:: Text segment ::
%%

Students, faculty, staff, and members of the Brunswick community gathered on March 28 and 29 to discuss end-of-life care in a symposium organized by Alex Doering ’14.

The weekend event featured seven hour-long lectures from Bowdoin professors and representatives from CHANS Hospice, the Maine Hospice Council, and Mid Coast Hospital. Actress Megan Cole was the keynote speaker. For the symposium, she performed a solo reading of the Pulitzer-winning play “WIT,” which is about a woman dying of ovarian cancer.

Admission to all events was free.

Doering first got interested in the topic of end-of-life care through his involvement with CHANS Hospice in Brunswick, where he has volunteered for almost two years. At CHANS, Doering was able to gain insight into aspects of patient care.

“In America—sometimes because we’re afraid of talking about death—there are lots of issues surrounding that kind of care,” said Doering.  “Previous to hospice, I had not conceived of situations in which focusing on comfort care and emotional, spiritual, existential needs of the patient would be more important than curing the patient, and after hospice I could much more easily see how that would be an important thing to cover.”

%%

:: Dataset ::

%%

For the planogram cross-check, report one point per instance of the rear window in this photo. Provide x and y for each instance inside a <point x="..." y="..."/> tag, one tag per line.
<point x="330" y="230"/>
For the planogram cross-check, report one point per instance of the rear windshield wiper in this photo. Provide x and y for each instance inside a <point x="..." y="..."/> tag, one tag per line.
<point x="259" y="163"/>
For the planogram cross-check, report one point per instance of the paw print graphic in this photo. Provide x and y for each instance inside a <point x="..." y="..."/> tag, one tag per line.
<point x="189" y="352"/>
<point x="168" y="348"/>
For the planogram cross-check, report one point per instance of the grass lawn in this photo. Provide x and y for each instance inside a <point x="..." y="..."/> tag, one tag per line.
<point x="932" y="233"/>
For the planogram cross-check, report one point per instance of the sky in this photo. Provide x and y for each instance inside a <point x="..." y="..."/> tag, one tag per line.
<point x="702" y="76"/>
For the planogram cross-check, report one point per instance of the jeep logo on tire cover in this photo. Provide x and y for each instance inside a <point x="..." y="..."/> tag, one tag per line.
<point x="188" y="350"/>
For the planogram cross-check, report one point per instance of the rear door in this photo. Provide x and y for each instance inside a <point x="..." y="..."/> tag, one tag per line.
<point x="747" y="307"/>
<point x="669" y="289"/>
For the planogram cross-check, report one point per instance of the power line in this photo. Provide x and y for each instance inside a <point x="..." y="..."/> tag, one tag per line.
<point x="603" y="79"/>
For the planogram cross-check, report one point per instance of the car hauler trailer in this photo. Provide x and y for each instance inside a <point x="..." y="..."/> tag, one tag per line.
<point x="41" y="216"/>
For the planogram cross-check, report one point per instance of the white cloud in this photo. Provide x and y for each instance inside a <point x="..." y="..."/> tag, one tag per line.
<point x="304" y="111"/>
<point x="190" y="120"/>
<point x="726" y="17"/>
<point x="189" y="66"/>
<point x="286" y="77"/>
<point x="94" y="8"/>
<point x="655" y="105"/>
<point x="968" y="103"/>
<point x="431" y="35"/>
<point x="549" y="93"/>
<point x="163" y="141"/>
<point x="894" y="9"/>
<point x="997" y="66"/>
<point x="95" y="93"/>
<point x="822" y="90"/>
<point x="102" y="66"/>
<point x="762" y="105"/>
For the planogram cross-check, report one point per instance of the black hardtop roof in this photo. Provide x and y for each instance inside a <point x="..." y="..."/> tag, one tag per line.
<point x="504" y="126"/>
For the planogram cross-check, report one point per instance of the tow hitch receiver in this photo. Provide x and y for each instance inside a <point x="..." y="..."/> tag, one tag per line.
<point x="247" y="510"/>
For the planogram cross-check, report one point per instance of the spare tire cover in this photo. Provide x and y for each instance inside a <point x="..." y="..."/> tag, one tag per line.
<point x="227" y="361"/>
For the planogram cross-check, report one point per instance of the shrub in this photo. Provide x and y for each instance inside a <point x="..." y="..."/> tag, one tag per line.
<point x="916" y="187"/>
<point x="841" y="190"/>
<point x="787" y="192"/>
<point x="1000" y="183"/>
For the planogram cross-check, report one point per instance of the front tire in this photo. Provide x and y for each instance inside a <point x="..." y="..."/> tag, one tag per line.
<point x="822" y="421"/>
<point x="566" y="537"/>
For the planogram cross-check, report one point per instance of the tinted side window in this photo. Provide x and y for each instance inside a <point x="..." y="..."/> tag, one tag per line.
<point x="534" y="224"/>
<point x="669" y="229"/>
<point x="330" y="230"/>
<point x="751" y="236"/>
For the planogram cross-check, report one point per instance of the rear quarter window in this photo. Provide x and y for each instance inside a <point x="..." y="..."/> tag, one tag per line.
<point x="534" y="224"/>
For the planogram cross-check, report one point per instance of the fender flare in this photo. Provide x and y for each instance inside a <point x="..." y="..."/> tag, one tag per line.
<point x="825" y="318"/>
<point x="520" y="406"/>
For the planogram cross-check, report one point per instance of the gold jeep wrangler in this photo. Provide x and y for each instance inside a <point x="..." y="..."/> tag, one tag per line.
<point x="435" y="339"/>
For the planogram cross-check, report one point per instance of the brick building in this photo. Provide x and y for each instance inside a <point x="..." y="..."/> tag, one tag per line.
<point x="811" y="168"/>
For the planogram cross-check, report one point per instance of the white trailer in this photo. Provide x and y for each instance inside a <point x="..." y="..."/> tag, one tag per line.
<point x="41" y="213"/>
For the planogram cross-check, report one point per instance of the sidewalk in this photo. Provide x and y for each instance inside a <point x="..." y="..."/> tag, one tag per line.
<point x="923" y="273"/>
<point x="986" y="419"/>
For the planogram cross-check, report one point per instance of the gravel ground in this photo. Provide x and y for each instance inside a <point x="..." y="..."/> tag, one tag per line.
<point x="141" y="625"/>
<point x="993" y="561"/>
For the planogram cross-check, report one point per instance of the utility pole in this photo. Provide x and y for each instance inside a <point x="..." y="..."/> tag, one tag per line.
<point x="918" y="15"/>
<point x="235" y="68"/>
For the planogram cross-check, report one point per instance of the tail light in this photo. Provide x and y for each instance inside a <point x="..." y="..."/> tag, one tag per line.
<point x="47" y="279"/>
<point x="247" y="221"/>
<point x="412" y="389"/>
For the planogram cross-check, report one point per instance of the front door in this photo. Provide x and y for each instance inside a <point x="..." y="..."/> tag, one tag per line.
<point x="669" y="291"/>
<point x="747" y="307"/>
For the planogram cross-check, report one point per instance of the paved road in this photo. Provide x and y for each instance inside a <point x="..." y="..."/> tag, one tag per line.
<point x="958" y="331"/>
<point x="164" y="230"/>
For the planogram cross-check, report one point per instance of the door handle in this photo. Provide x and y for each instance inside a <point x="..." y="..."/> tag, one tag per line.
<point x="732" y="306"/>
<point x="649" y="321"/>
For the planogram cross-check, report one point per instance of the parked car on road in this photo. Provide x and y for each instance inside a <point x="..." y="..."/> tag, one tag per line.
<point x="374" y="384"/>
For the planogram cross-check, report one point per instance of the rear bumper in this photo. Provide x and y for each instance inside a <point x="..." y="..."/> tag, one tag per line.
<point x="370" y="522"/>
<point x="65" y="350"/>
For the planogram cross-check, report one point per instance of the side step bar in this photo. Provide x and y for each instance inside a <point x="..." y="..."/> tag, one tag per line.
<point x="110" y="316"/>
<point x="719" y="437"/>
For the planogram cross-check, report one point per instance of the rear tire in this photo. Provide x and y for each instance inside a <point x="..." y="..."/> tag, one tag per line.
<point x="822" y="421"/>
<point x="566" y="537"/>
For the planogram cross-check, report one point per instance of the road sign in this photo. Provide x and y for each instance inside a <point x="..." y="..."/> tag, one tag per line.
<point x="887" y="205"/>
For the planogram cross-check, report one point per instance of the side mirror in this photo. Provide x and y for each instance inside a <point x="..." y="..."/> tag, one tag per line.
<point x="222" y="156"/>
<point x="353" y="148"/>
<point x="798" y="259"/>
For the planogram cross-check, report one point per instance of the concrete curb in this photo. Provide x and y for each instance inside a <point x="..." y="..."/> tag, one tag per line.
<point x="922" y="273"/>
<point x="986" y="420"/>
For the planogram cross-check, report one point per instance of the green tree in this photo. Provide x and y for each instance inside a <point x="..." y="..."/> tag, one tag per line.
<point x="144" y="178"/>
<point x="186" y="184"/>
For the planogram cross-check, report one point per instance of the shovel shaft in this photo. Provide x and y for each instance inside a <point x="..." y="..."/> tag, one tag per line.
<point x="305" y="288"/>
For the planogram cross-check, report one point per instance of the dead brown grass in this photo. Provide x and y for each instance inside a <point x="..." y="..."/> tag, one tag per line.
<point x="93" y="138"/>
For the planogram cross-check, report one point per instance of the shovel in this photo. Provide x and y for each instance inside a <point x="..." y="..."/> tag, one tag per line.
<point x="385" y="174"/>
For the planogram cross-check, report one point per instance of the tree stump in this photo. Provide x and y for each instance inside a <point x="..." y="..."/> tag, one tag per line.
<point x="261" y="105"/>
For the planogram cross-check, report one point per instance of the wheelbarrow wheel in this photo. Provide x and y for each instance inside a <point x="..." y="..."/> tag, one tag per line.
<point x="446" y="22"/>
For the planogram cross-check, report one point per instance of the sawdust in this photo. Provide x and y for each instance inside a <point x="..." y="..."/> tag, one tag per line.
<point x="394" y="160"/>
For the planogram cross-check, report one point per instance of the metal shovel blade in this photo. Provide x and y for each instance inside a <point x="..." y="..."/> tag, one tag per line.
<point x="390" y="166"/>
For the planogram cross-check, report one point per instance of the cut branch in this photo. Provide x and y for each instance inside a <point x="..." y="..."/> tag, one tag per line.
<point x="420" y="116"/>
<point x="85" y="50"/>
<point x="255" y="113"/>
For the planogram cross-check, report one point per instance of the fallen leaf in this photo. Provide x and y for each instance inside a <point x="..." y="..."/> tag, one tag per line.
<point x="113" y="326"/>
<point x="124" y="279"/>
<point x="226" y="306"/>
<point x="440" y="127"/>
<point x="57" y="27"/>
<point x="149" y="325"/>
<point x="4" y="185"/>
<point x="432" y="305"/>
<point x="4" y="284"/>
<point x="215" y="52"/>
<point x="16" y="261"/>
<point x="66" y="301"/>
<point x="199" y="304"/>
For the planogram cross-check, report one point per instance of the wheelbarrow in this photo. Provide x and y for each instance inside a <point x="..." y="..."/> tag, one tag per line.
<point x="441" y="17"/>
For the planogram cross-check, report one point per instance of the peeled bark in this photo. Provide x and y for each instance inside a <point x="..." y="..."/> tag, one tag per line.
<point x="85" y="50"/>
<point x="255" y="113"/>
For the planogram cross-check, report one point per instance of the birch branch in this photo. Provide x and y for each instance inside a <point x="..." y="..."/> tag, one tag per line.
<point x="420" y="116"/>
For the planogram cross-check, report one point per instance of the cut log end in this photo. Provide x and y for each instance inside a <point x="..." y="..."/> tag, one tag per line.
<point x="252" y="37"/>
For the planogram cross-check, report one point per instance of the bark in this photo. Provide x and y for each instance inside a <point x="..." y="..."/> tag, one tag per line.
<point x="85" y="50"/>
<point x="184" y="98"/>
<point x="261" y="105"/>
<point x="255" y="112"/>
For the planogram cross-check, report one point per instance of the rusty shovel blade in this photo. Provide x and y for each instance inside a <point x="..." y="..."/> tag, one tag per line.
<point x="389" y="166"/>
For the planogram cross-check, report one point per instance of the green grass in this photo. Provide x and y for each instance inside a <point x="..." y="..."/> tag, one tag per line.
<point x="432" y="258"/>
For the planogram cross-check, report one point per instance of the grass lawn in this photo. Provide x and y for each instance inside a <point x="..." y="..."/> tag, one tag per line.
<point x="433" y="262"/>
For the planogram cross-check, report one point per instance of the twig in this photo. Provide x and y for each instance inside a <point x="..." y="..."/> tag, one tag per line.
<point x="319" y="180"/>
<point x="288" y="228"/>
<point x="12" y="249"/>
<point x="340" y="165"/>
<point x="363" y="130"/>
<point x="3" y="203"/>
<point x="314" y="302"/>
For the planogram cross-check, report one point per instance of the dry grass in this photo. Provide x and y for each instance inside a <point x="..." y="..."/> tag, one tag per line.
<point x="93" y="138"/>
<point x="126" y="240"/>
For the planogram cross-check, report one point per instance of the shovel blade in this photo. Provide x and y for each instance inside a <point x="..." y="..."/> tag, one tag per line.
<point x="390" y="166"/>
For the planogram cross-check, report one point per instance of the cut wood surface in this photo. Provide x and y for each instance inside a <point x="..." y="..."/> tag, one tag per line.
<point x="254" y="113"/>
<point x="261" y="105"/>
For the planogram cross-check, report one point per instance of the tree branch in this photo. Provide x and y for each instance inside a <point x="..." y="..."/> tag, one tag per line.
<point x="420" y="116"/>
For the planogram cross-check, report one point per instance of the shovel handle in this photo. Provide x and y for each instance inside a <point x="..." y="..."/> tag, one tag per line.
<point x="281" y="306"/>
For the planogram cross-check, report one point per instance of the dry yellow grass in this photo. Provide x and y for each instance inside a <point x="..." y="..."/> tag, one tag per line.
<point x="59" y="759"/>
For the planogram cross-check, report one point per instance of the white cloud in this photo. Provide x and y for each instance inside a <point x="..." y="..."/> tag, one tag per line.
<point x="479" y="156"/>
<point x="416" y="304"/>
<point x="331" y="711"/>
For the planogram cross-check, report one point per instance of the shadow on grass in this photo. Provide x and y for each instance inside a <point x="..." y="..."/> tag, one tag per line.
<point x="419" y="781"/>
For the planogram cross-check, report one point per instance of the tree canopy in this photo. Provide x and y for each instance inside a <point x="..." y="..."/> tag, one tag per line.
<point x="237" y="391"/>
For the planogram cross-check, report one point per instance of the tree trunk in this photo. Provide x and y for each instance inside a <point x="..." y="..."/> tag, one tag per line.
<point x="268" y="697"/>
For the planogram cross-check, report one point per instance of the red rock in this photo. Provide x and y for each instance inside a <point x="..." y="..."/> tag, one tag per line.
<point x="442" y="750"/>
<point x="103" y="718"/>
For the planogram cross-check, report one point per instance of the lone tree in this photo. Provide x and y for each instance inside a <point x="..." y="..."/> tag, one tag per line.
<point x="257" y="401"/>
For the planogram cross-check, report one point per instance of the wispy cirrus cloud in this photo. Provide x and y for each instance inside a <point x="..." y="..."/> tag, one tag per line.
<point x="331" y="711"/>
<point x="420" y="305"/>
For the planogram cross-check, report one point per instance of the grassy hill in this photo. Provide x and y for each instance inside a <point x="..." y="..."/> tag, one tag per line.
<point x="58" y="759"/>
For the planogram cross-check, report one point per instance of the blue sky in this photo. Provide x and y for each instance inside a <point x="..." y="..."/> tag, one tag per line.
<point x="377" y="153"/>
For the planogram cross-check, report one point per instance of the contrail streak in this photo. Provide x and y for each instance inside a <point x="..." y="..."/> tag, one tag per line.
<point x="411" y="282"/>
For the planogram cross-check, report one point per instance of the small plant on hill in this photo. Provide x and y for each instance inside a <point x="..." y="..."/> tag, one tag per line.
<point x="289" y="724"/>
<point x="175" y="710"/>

%%

:: What needs to be done ::
From the symposium article above, return the passage starting at "Students, faculty, staff, and" and ending at "of ovarian cancer.", copied word for word.

:: Task output ::
Students, faculty, staff, and members of the Brunswick community gathered on March 28 and 29 to discuss end-of-life care in a symposium organized by Alex Doering ’14.

The weekend event featured seven hour-long lectures from Bowdoin professors and representatives from CHANS Hospice, the Maine Hospice Council, and Mid Coast Hospital. Actress Megan Cole was the keynote speaker. For the symposium, she performed a solo reading of the Pulitzer-winning play “WIT,” which is about a woman dying of ovarian cancer.